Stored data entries
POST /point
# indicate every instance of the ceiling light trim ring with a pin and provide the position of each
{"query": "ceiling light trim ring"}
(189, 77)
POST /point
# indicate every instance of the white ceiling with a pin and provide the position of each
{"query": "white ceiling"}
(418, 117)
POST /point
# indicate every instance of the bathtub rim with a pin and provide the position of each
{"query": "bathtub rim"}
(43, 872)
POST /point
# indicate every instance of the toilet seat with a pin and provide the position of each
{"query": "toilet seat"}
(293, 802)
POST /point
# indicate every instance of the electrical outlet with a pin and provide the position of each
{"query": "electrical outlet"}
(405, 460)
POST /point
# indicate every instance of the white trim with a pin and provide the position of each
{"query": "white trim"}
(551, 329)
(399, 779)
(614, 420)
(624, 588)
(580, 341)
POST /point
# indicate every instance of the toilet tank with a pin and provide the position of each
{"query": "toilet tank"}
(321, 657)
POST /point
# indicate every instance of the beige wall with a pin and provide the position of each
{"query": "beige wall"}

==

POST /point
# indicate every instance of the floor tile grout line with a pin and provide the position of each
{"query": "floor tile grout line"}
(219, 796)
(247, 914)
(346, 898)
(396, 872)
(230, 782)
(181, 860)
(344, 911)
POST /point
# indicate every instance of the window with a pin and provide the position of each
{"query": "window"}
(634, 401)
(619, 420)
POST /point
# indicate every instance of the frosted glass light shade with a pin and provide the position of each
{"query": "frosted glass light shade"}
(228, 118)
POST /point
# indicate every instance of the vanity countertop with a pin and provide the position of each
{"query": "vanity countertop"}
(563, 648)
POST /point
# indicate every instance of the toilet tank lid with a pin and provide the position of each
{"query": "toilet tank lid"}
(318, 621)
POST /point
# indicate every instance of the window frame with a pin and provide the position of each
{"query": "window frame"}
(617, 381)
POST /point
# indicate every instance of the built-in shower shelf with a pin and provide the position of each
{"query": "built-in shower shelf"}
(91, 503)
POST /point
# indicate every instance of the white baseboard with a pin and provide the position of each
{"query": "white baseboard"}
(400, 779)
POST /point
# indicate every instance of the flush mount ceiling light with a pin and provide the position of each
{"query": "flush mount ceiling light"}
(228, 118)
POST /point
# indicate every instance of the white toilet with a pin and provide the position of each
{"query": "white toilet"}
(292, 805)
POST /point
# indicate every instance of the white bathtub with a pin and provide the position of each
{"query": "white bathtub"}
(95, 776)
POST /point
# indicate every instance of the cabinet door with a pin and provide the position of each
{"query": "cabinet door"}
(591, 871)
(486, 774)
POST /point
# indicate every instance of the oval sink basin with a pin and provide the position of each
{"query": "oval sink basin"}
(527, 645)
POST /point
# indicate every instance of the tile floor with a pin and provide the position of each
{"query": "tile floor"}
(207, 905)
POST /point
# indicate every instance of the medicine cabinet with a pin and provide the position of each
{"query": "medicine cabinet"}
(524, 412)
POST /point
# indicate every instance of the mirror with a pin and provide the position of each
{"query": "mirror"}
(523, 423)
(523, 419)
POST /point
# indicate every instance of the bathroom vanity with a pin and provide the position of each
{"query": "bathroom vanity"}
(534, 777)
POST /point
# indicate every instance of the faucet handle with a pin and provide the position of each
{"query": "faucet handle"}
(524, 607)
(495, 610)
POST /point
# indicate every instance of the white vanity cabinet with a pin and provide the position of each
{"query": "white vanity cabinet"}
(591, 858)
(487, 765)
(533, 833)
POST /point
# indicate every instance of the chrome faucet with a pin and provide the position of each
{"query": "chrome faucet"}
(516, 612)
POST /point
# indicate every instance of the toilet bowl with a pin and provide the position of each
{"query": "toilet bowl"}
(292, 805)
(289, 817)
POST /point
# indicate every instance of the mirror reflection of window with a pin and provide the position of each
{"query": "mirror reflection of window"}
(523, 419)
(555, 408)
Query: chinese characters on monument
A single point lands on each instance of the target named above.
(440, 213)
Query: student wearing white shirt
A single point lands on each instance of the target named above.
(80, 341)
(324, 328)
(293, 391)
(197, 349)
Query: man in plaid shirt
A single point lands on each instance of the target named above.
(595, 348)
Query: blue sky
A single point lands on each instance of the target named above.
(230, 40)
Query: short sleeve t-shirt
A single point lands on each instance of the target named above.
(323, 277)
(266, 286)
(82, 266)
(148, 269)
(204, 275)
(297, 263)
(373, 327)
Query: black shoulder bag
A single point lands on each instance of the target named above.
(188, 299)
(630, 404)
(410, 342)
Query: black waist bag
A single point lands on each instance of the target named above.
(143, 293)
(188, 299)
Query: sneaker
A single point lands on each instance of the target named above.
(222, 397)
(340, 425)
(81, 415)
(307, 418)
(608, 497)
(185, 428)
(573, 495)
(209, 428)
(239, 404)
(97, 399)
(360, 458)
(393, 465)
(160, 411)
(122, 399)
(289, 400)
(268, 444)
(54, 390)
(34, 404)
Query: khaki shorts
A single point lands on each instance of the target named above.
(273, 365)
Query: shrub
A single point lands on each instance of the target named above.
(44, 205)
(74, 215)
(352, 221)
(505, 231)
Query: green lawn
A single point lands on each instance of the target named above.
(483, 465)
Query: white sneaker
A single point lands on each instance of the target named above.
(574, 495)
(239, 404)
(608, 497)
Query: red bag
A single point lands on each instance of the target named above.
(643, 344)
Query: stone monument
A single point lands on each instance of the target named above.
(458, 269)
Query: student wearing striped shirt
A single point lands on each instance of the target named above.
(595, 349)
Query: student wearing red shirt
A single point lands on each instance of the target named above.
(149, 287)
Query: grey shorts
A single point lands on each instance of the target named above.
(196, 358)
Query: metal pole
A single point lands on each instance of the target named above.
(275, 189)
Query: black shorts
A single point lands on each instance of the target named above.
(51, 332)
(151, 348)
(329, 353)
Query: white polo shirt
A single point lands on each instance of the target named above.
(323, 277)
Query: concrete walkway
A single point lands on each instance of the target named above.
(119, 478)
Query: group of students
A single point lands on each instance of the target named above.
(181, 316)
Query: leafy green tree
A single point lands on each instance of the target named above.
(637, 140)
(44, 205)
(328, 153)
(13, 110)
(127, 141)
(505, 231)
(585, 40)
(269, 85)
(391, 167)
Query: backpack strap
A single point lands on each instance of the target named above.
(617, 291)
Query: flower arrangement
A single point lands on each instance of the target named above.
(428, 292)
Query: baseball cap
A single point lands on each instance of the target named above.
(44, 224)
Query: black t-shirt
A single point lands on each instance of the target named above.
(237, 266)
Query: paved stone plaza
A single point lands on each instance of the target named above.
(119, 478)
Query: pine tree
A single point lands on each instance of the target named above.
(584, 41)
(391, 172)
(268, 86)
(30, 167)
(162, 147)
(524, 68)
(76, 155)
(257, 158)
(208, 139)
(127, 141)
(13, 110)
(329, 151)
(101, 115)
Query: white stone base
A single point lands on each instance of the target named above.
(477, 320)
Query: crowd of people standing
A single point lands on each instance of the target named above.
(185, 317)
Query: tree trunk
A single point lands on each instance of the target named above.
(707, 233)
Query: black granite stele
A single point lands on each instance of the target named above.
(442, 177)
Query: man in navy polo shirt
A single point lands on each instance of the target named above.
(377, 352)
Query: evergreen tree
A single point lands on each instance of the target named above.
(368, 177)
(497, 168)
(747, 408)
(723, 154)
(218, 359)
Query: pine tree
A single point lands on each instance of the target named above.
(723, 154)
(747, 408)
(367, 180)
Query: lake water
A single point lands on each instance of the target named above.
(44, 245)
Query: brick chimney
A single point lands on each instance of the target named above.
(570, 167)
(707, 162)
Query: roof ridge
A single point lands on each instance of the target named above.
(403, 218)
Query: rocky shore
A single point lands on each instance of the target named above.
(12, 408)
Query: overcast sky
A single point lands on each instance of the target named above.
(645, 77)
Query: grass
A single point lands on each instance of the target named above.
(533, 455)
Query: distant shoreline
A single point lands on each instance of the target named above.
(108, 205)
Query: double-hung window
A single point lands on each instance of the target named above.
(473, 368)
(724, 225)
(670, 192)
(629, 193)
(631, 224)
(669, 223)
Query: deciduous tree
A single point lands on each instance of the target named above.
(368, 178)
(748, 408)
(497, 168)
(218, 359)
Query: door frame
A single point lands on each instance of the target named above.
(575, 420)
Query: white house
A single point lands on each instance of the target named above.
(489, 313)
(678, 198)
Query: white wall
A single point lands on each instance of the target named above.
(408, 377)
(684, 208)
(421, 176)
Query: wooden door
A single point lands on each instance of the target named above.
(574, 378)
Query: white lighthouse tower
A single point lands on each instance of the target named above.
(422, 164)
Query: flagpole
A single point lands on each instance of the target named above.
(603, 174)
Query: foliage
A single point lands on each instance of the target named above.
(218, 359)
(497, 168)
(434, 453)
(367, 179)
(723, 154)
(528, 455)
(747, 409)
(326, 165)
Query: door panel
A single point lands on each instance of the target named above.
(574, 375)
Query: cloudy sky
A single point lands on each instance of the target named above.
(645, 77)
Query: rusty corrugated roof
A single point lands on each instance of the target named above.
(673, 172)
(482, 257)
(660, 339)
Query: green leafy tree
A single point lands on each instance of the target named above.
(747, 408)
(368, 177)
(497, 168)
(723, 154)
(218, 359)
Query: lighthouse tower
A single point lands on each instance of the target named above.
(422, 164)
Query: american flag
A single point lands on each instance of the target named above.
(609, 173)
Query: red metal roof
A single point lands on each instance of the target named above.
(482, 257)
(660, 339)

...

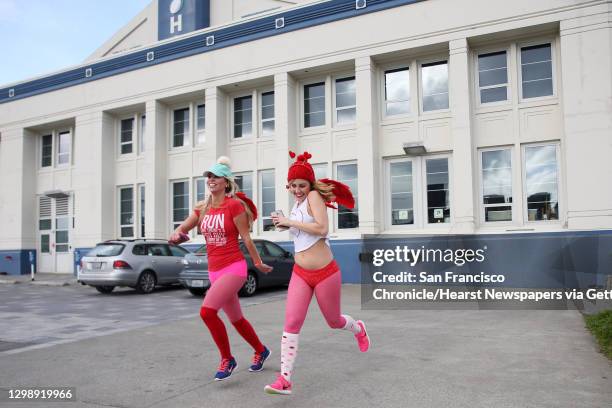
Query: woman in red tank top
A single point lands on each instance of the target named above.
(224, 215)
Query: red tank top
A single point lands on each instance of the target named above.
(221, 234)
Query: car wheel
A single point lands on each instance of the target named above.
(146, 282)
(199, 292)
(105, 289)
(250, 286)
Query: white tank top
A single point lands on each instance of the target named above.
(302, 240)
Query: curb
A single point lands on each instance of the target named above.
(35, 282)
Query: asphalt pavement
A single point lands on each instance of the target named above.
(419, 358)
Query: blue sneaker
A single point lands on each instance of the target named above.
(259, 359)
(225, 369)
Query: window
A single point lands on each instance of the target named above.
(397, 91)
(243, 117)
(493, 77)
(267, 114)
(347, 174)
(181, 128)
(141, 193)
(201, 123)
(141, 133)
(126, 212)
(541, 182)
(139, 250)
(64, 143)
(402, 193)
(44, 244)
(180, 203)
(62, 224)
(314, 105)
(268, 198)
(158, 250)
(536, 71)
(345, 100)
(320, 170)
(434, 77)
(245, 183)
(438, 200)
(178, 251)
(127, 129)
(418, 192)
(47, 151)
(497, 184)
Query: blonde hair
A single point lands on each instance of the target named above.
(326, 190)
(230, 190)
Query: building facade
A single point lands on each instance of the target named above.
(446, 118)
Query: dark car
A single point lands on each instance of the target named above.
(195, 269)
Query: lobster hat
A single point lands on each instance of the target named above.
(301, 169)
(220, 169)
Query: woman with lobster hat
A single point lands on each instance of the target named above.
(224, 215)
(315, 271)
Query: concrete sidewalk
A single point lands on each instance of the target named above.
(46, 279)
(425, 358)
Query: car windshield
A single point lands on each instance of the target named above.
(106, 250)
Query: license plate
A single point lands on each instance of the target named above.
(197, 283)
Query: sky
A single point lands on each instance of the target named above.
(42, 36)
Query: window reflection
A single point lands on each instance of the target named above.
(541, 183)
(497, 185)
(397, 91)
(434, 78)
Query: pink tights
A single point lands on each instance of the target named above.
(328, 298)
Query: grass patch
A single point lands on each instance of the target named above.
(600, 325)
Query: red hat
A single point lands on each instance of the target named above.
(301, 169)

**TASK:** Among the records above, find the lines that contain "shorts" and copy every one.

**OUTPUT OF THE EXERCISE:**
Query: khaki shorts
Query: grey shorts
Query: black shorts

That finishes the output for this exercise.